Directions: Please reproduce every one of the items below word for word.

Start of Records for the exercise

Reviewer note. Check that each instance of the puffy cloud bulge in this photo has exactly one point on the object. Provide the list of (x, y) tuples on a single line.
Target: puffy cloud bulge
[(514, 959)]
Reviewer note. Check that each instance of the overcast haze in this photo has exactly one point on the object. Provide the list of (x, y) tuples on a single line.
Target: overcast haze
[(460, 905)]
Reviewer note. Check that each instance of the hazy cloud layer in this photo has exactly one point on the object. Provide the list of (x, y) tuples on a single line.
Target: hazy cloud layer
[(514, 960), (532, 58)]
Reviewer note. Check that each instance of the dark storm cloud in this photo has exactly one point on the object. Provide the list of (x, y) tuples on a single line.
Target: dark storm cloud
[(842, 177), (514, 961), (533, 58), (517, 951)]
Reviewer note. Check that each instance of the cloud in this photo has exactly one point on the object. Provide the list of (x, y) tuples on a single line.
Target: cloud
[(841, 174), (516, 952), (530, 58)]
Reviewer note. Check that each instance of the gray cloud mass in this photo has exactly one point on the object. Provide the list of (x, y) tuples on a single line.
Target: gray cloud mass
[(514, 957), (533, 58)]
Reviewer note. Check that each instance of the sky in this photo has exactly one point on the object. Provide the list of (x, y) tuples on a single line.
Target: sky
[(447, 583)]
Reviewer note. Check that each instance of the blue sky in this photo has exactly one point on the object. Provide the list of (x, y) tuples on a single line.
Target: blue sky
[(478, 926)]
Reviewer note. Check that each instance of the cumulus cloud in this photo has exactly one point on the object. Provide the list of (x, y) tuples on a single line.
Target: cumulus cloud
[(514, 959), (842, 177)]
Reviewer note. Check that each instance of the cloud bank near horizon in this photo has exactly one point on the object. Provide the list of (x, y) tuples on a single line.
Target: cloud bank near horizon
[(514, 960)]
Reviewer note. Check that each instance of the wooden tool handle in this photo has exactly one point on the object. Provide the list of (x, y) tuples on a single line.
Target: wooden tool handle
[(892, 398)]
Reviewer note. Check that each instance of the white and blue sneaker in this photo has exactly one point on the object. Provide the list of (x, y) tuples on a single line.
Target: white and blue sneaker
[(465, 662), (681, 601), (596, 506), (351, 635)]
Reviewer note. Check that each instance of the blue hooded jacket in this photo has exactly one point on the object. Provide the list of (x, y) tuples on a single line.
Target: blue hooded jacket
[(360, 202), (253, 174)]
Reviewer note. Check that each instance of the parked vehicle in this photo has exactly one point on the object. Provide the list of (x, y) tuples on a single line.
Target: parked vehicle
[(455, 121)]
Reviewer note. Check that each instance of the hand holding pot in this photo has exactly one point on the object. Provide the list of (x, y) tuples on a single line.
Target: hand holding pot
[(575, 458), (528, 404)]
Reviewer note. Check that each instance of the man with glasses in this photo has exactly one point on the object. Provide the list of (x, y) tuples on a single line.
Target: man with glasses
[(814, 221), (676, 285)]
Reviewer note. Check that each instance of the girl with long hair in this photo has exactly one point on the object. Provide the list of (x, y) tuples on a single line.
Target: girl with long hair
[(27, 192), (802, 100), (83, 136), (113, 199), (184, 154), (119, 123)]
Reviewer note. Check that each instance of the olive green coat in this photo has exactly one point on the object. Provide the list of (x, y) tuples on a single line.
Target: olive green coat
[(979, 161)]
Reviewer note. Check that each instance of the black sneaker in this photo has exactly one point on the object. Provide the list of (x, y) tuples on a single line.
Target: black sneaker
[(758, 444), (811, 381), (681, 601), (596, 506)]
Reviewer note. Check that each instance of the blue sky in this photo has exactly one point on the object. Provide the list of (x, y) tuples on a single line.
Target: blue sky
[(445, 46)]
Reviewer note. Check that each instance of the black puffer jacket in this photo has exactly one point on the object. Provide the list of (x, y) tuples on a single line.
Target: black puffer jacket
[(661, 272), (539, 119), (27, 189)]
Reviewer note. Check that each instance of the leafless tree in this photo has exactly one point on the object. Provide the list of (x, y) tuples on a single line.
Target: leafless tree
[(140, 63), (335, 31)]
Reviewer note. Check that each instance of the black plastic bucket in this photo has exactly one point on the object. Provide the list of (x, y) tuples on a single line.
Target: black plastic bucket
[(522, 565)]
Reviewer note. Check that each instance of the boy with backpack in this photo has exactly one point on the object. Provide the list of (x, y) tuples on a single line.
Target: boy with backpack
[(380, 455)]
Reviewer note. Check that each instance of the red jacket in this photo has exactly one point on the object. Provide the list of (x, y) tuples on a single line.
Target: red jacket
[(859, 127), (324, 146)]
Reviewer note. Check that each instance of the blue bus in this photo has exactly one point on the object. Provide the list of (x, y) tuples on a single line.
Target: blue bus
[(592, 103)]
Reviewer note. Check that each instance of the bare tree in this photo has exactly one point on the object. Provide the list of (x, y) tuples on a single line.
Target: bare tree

End of Records for the exercise

Expected answer:
Reviewer note. Check that each instance of the puffy cloud bulge in this photo has exactly one point on the object. Provide the list of (x, y) tuples on a single line.
Target: puffy cloud bulge
[(514, 959)]
Reviewer note. Check that each instance of the overcast haze in this photo has exactly one point on the object. Provide the list of (x, y) tuples on a single line.
Target: overcast haze
[(460, 905)]
Reviewer note. Check that each instance of the hazy cloud layer in this photo has exactly one point on the object. Provide the list of (x, y) tuples on a single line.
Target: hazy cloud layer
[(514, 960), (532, 58)]
Reviewer note. Check that each instance of the dark storm cloud in this photo has exactly one point on the object. Provide the list of (x, y) tuples on a single line.
Target: dark storm cloud
[(842, 177), (514, 961), (533, 58), (517, 951)]
Reviewer note. Check that each instance of the cloud in this photo has exactly one point on the object. Provide the list of (x, y) tuples on a single line.
Target: cloud
[(841, 174), (516, 952), (530, 58)]
Reviewer note. Check that each instance of the gray cloud mass in this photo has exactly one point on the object. Provide the list of (x, y) tuples on a single line.
Target: gray cloud mass
[(514, 957), (533, 58)]
Reviewer note. Check that each instance of the sky in this photo has exactly one point on the object. Provide the list of (x, y) tuples on a single line.
Target: sky
[(447, 583)]
Reviewer note. Check that each instance of the blue sky in this photo has exactly one point on the object. Provide the list of (x, y) tuples on a single line.
Target: blue sky
[(478, 926)]
Reviewer note. Check that each instance of the cumulus cloud in this photo has exactly one point on the object. Provide the list of (x, y) tuples on a single line.
Target: cumulus cloud
[(514, 959), (842, 177)]
Reviewer note. Check that each instance of the cloud bank near horizon in this photo has exactly one point on the object. Provide the list of (x, y) tuples on a single line.
Target: cloud bank near horizon
[(514, 960)]
Reviewer note. Check that each instance of the wooden tool handle in this photo has exactly one point on the object. Provide the list of (x, y) tuples on a single line.
Target: wooden tool handle
[(892, 398)]
Reviewer note. Check that each instance of the white and blue sneaker in this photo has exactly one point on the object. Provide the list of (x, y) tuples on a single line.
Target: white and blue sneaker
[(465, 662), (681, 601), (596, 506), (351, 635)]
Reviewer note. Check that each instance of the blue hooded jacket in this photo has exactly one point on the object. Provide the list of (x, y) tuples on a single line.
Target: blue hooded jacket
[(360, 202), (253, 174)]
Reviewer note. Check that each instance of the parked vehicle in this photo has exactly one point on the object. Provide the list of (x, y) tuples on a single line.
Target: parked vehicle
[(455, 121)]
Reviewer note. Check that each instance of the hand holding pot in this photo has exactly one point on the object. Provide the list of (x, y) tuples on a single line.
Target: hand holding pot
[(575, 458), (528, 404)]
Reviewer note. Check that each instance of the man with glasses in this photo has exactly one point on the object. Provide the list of (x, y) tuples on a single line.
Target: man with glasses
[(814, 221), (676, 285)]
Reviewer note. Check that each instance of the girl with long hair in this photo has exactly one point on the object. Provide the list of (x, y) tuples on a single line.
Target: girl with long hair
[(27, 192), (802, 100), (83, 136), (113, 199), (184, 154), (119, 123)]
Reviewer note. Check that each instance of the olive green coat in this photo has exactly one point on the object. Provide the list of (x, y) tuples on a single line.
Target: olive green coat
[(979, 161)]
Reviewer note. Check that each instance of the black sneaker in this photo has exactly one point on the object. Provide the list of (x, y) tuples on a single line.
Target: black sneaker
[(758, 444), (811, 381), (681, 601), (596, 506)]
Reviewer note. Check that each instance of the blue sky in this photo has exactly one point on the object. Provide the list of (x, y) tuples on a single line.
Target: blue sky
[(445, 46)]
Reviewer note. Check that each instance of the black puffer jacket in this photo has exactly one point on the object. Provide the list of (x, y) tuples on a single line.
Target: black puffer jacket
[(661, 272), (539, 119), (27, 189)]
Reviewer note. Check that each instance of the leafless tree in this photo has exactly one point on the object. Provide the list of (x, y) tuples on a single line.
Target: leafless tree
[(140, 63), (335, 31)]
Reviewer note. Check that each instance of the black plastic bucket in this photo has exactly one point on the object. Provide the list of (x, y) tuples on a single line.
Target: black plastic bucket
[(522, 565)]
Reviewer note. Check that each instance of the boy with backpack in this photo has exactly one point on the object. Provide the list of (x, y) tuples on a single line.
Target: boy with backpack
[(380, 455)]
Reviewer note. Check that each instance of the red jacket in this photo has exactly one point on the object. Provide the list of (x, y) tuples on a single line.
Target: red jacket
[(859, 127), (324, 146)]
Reviewer note. Check that each instance of the blue bus in this photo has exactly one point on the object. Provide the list of (x, y) tuples on a single line.
Target: blue bus
[(592, 103)]
Reviewer note. Check that each instance of the bare tree in this photo has exactly one point on the object. Provide the list of (x, y) tuples on a single line.
Target: bare tree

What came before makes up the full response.